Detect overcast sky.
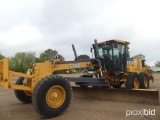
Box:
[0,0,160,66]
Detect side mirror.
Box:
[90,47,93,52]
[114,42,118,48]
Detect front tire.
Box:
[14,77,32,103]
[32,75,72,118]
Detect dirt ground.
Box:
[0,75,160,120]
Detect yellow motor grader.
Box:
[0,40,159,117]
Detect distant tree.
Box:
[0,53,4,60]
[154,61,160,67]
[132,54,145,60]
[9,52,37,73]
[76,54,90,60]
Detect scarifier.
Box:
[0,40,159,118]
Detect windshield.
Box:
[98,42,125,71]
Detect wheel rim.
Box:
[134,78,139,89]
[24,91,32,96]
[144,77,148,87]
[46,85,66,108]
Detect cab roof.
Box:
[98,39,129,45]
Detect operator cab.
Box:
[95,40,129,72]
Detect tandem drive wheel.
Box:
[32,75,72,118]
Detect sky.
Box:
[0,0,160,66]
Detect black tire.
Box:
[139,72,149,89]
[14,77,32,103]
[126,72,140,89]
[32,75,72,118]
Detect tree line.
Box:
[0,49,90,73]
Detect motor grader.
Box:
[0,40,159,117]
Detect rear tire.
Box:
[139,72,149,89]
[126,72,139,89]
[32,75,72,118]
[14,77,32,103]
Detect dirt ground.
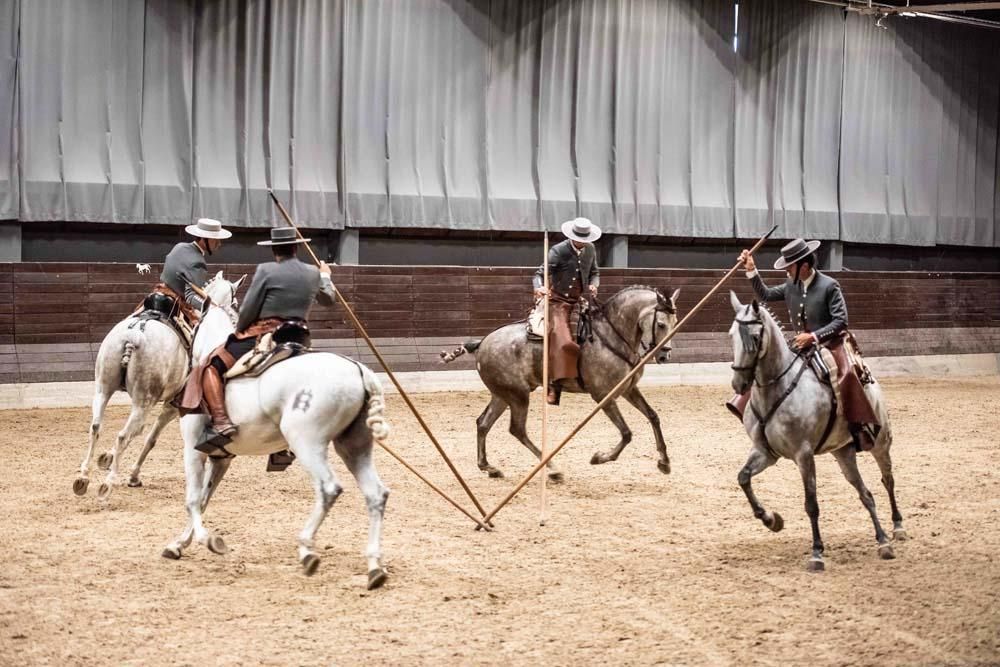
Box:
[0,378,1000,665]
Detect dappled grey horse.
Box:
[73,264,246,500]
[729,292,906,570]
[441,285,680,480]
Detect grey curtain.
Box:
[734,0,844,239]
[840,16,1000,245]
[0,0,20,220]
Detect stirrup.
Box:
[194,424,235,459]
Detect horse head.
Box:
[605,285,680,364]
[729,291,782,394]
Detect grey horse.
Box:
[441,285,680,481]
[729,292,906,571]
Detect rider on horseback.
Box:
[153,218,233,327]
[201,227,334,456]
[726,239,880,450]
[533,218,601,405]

+---+

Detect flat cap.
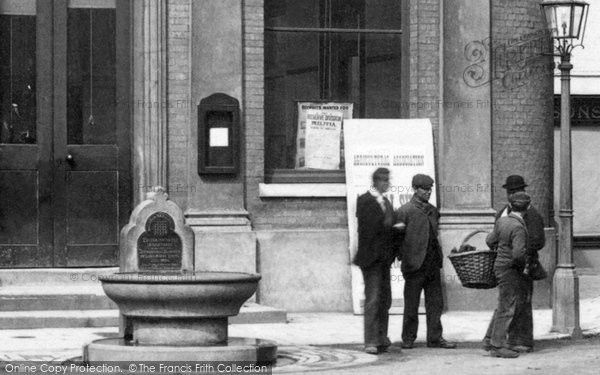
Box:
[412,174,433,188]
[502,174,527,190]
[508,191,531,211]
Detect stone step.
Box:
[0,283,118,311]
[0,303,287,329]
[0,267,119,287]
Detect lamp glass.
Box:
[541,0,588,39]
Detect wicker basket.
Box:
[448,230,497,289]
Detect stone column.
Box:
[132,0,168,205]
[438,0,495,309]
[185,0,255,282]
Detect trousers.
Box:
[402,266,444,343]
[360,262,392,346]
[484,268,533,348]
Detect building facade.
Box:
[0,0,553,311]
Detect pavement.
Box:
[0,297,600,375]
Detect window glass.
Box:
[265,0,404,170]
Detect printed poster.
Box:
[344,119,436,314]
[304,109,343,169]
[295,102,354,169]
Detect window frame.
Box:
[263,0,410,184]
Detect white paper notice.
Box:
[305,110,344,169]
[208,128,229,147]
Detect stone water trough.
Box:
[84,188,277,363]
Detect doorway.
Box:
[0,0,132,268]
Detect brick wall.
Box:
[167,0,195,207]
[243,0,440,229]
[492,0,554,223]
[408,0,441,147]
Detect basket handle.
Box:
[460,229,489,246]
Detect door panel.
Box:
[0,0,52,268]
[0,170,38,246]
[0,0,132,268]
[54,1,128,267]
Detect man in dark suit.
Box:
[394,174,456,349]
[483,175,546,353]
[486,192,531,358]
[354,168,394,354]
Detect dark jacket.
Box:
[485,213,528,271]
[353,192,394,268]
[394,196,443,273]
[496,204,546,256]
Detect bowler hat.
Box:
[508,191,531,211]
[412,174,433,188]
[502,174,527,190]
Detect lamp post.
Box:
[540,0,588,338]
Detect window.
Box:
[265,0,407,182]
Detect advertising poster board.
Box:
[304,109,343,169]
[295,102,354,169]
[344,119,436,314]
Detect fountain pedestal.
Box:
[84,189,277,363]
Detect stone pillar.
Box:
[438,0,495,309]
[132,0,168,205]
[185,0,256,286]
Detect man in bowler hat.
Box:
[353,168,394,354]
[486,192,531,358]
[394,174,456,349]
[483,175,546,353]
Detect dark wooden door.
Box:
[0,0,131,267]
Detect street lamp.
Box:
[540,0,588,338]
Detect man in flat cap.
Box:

+---+

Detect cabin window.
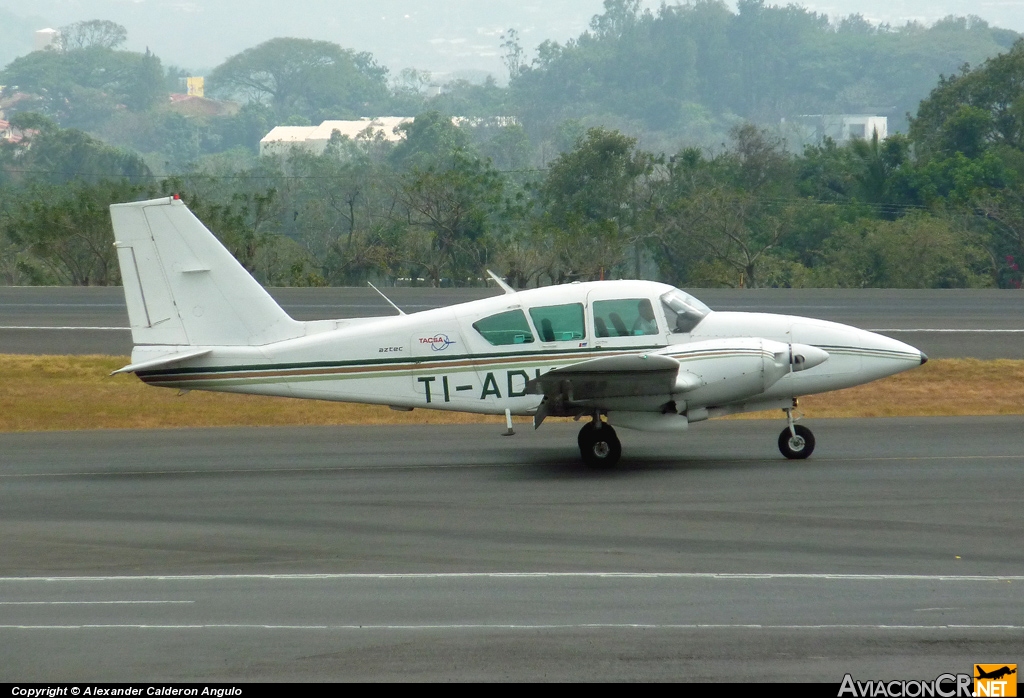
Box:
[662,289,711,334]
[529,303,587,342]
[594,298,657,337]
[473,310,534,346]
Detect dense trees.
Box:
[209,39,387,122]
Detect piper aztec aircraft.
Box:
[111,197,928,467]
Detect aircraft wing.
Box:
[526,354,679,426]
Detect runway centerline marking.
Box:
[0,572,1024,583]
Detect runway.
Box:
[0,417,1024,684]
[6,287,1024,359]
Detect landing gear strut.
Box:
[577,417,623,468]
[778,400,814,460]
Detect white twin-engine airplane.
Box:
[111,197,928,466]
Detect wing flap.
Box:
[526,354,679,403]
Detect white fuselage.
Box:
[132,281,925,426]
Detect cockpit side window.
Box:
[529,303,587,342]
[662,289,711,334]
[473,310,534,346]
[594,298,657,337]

+---+

• _Directive_
Rewrite the rows from the line with "Detect dappled grey horse." to the line with "[729,292,906,571]", replacing every occurrence of "grey" with "gray" and leaving everything else unchanged.

• _Full response_
Detect dappled gray horse.
Box:
[73,264,246,500]
[729,292,906,570]
[441,285,680,480]
Detect gray curtain.
Box:
[734,0,844,239]
[840,16,1000,245]
[0,0,20,220]
Detect stirrup.
Box:
[194,424,235,459]
Detect horse head.
Box:
[605,285,680,364]
[729,291,782,394]
Detect gray horse.
Box:
[441,285,680,481]
[729,292,906,571]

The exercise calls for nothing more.